DATASET EXTRACT -
********************

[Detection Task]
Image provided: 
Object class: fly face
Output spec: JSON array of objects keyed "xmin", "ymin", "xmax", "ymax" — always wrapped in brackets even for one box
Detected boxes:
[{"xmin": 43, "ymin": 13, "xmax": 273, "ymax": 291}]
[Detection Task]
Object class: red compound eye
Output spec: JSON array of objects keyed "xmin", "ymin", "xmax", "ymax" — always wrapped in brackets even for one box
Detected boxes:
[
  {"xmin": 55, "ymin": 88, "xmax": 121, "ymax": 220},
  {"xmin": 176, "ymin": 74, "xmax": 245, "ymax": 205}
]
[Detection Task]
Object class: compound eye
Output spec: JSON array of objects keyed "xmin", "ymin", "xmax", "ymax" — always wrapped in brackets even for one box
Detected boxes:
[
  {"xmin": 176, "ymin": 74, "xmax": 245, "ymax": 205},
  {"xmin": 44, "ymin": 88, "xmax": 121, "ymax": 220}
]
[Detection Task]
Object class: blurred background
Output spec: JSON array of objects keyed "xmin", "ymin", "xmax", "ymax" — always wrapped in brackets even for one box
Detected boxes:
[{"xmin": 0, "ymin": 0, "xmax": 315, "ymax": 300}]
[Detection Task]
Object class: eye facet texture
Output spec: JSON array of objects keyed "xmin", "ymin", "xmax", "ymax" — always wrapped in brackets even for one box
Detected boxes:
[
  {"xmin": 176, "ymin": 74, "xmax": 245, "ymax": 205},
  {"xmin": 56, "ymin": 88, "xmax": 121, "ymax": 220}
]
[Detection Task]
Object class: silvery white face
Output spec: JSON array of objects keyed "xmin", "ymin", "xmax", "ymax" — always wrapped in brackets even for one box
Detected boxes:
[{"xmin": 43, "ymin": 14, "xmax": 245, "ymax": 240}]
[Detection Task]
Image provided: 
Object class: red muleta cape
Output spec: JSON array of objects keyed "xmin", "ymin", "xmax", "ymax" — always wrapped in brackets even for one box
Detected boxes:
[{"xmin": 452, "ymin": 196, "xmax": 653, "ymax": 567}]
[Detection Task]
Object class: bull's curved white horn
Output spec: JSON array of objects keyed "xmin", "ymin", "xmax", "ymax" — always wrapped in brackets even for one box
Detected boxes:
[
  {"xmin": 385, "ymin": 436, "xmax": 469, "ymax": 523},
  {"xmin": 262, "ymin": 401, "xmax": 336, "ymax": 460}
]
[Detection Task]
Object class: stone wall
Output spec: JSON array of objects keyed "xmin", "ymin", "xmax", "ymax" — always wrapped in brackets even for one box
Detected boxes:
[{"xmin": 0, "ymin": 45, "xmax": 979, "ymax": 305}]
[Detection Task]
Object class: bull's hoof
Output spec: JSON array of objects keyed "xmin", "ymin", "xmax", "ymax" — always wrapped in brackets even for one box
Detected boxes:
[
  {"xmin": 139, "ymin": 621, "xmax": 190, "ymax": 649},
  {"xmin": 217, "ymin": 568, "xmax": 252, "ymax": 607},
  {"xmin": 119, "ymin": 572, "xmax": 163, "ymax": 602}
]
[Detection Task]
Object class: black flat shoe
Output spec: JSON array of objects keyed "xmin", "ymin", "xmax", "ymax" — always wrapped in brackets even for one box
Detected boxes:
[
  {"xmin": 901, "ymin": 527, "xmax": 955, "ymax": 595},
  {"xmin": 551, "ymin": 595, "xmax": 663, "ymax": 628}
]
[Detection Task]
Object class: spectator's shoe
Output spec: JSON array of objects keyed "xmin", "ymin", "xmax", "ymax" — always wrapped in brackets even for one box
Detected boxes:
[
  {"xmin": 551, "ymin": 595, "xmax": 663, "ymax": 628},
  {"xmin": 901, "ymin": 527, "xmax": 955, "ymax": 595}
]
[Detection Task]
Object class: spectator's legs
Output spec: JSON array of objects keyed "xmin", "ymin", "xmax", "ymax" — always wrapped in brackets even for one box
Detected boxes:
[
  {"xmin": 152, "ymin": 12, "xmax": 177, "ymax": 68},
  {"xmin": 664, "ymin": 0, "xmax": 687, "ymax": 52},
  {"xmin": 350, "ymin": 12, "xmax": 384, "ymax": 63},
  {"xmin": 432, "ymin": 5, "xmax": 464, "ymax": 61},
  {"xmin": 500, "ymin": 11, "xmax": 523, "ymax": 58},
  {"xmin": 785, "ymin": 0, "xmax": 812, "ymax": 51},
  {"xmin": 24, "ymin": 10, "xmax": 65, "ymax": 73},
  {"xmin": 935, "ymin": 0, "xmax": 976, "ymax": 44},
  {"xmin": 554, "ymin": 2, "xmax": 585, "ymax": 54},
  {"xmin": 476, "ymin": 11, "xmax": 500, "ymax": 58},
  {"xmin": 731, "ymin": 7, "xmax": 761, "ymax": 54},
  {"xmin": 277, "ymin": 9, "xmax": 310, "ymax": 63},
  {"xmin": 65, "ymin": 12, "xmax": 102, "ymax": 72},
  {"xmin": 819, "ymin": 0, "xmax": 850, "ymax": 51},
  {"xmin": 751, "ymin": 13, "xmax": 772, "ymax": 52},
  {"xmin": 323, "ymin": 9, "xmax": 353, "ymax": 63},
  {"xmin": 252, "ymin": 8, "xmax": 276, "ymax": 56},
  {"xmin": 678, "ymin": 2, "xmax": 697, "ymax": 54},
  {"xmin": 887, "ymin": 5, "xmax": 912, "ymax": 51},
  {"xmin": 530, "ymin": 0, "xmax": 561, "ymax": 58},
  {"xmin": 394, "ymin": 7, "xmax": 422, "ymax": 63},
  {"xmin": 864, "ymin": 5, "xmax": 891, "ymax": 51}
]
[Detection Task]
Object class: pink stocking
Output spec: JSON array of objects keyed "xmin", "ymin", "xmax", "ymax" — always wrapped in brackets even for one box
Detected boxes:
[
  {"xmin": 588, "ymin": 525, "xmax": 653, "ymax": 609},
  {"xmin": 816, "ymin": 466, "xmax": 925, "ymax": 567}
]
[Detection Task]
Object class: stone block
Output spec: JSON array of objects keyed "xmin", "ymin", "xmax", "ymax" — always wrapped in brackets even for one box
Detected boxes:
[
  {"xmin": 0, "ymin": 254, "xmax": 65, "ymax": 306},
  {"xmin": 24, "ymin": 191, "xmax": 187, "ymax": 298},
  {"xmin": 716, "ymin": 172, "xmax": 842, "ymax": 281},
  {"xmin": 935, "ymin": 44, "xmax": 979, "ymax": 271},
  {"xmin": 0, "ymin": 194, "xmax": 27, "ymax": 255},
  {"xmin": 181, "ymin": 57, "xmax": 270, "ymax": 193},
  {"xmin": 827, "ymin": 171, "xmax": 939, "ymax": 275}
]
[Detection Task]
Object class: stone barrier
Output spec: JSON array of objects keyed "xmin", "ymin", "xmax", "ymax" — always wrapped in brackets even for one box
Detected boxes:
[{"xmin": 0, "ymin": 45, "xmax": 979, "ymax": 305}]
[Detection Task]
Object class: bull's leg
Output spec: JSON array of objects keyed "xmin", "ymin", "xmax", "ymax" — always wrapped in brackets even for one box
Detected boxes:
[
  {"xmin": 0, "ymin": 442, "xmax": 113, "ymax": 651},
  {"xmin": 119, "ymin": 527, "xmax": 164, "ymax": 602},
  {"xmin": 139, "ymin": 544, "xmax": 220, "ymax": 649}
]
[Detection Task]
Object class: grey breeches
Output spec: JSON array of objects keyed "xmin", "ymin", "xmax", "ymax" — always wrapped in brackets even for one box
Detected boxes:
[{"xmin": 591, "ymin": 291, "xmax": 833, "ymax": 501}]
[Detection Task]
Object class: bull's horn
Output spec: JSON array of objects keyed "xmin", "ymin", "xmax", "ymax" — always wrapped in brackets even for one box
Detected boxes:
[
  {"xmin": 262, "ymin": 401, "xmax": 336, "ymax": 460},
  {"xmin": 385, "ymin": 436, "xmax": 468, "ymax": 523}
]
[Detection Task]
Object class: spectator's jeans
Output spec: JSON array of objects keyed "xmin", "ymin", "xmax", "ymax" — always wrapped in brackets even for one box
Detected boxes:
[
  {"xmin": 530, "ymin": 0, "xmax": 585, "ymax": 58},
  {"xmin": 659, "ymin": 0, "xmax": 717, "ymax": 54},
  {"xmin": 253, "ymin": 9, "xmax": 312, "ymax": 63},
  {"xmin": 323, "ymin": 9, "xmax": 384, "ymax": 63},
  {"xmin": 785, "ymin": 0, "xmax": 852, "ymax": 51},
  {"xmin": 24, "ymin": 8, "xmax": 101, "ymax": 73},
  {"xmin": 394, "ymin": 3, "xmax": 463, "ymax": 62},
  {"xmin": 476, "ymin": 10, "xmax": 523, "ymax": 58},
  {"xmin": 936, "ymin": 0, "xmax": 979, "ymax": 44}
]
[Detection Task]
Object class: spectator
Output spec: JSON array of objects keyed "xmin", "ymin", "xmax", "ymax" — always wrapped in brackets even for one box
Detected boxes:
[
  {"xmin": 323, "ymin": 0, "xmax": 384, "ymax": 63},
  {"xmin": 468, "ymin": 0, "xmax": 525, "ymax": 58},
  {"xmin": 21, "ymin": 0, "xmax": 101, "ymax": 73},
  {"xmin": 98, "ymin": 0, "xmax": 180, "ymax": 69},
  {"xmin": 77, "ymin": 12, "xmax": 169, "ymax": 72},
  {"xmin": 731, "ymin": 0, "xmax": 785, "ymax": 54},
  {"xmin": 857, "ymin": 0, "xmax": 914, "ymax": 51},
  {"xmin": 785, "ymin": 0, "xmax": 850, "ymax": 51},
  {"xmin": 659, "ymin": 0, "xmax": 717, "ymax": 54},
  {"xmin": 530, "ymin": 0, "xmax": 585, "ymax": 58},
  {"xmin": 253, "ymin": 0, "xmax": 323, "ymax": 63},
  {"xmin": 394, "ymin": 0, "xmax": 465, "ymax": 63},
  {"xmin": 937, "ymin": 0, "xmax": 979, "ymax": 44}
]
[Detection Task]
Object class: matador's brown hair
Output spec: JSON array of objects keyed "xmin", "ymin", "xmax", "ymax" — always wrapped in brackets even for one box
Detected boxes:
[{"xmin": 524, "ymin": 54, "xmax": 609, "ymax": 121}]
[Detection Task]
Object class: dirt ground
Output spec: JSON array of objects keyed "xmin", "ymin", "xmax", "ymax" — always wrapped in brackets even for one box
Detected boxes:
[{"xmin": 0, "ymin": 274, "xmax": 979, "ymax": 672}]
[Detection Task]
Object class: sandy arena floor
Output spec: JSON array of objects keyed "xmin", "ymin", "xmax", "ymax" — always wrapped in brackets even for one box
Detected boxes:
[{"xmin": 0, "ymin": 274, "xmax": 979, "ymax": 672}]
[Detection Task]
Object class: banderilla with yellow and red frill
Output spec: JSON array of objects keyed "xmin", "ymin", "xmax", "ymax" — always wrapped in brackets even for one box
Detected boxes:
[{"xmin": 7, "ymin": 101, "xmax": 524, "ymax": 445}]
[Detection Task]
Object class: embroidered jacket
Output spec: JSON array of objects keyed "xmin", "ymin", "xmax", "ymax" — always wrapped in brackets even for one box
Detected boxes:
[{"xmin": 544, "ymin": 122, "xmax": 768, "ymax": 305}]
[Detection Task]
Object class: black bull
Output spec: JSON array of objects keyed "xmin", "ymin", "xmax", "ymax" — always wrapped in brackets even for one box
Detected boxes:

********************

INSTRUCTION -
Find every line in the rows above that contains the word "black" and copy each such line in full.

COMPLETE RESPONSE -
Object class: black flat shoe
Object class: black bull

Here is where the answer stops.